**Entries shown**.
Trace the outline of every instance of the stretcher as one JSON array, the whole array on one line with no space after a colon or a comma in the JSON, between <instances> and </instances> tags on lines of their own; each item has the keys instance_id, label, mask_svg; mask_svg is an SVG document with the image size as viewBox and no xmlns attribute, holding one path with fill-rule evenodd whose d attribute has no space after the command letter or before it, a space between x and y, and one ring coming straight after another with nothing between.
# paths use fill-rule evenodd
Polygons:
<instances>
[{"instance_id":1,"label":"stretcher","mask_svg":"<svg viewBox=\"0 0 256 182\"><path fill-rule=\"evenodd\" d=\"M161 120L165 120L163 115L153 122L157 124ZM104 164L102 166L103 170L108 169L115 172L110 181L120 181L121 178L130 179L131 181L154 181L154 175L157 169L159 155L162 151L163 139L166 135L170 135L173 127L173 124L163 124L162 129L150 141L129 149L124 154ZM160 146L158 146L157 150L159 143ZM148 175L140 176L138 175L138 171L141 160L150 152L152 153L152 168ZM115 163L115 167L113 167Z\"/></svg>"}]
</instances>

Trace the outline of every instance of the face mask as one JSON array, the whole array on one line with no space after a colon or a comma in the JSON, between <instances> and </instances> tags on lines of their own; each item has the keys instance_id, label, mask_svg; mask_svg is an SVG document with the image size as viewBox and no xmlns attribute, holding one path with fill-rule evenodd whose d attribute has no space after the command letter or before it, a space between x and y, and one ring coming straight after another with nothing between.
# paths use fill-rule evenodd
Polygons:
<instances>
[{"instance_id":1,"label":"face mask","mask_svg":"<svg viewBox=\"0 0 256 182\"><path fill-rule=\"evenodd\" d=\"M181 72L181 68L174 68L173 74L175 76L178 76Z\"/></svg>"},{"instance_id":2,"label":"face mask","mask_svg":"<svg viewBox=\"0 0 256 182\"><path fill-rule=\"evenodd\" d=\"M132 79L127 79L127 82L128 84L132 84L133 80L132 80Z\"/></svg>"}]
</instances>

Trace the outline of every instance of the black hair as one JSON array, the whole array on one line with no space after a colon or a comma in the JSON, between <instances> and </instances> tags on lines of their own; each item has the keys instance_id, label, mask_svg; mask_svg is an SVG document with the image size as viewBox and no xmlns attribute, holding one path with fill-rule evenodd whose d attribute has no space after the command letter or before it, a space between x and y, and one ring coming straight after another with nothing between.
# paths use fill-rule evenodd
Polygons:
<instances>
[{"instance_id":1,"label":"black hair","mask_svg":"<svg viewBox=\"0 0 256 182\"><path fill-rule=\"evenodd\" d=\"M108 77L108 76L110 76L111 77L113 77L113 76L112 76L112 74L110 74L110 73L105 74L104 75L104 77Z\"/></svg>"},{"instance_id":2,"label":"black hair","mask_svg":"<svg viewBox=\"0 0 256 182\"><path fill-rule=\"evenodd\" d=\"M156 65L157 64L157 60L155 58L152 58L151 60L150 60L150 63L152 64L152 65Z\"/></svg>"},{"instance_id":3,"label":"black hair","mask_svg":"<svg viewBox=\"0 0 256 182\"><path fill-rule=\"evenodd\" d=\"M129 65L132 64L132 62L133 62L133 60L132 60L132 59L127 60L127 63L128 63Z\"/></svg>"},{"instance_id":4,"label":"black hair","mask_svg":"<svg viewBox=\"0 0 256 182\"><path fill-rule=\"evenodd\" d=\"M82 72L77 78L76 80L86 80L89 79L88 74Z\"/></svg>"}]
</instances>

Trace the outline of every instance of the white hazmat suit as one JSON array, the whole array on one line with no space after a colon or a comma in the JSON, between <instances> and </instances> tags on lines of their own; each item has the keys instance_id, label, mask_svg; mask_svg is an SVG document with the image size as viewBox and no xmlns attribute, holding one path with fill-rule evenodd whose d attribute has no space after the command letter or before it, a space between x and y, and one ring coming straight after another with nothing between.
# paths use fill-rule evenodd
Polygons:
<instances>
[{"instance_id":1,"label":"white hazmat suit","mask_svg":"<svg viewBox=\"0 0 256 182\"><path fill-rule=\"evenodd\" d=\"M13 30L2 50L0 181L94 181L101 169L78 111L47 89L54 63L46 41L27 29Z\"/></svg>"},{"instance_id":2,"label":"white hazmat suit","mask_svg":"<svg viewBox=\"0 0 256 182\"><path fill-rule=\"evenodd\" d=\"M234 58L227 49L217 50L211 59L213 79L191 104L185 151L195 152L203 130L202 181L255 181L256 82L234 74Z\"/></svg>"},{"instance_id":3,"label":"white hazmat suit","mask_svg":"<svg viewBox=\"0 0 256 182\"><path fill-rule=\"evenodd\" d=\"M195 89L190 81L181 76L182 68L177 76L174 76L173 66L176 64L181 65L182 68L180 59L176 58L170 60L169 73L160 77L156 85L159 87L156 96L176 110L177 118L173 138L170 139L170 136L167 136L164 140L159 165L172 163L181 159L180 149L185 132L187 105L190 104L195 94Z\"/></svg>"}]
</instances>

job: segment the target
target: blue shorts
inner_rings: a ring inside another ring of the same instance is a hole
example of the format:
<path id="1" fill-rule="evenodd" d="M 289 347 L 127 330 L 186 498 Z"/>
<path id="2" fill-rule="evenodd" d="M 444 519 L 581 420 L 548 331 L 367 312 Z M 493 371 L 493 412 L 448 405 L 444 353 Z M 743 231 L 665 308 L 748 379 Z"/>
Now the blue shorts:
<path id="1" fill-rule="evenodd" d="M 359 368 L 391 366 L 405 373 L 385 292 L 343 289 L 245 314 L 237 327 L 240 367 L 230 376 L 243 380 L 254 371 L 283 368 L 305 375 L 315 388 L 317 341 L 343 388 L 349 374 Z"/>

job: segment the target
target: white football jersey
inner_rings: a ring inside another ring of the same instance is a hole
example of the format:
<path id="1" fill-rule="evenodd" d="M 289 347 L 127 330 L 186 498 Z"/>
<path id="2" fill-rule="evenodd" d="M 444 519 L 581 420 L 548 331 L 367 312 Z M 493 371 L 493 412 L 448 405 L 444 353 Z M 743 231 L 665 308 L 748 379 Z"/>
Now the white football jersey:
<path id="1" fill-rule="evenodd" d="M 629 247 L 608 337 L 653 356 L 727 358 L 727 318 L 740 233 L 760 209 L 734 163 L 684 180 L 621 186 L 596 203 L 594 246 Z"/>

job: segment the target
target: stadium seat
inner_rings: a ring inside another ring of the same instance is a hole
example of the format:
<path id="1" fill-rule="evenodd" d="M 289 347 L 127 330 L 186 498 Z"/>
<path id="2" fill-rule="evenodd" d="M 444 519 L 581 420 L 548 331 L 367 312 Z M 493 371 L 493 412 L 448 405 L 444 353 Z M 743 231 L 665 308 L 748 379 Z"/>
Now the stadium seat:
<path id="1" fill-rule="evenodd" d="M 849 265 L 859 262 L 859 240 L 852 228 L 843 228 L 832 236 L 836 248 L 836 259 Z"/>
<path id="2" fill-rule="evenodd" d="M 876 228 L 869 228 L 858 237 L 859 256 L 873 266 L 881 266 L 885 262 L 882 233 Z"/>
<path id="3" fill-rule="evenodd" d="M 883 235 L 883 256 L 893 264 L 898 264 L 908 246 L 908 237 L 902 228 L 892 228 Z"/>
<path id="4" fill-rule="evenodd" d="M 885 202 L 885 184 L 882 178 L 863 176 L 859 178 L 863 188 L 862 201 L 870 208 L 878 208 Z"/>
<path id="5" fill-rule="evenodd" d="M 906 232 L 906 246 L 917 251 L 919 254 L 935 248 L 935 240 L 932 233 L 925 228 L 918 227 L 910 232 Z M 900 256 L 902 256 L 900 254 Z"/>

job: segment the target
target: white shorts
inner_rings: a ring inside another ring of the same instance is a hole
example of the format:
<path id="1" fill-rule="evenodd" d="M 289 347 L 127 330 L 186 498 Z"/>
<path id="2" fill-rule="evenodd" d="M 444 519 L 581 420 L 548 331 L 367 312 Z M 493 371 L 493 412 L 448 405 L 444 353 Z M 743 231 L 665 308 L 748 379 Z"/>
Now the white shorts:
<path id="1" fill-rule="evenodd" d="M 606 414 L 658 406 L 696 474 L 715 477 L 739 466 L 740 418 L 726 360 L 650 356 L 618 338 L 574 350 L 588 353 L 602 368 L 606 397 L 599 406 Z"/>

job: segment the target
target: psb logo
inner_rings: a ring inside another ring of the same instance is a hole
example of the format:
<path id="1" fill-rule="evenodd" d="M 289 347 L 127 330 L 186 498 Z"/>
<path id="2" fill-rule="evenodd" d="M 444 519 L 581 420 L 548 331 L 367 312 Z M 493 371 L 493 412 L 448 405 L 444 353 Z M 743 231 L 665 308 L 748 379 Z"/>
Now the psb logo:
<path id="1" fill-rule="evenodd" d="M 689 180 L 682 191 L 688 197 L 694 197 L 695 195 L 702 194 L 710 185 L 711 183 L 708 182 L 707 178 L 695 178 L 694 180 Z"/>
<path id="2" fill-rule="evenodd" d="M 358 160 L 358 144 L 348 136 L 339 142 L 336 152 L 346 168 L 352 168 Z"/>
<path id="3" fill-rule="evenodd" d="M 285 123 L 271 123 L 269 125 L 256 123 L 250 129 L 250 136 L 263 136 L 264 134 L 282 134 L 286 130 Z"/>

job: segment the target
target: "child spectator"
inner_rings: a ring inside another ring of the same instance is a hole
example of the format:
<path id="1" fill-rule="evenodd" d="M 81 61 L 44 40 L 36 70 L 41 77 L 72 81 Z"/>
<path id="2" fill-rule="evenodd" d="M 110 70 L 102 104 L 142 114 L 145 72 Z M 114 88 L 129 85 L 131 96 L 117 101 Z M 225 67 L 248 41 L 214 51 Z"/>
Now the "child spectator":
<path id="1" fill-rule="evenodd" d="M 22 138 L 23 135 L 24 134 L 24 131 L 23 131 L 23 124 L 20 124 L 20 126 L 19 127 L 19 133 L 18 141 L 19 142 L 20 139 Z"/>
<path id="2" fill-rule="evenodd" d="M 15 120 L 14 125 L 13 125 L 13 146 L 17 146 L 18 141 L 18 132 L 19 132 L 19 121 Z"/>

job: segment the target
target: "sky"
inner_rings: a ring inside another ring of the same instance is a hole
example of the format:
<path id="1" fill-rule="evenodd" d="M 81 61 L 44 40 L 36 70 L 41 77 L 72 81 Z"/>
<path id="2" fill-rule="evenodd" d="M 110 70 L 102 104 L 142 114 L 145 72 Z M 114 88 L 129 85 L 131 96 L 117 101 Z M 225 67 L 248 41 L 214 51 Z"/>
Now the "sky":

**Task to complete**. Identify every line in the entries above that contains the word "shorts", and copy each of those lines. Matching is case-sensitive.

**Task result**.
target: blue shorts
Now the blue shorts:
target: white shorts
Now the white shorts:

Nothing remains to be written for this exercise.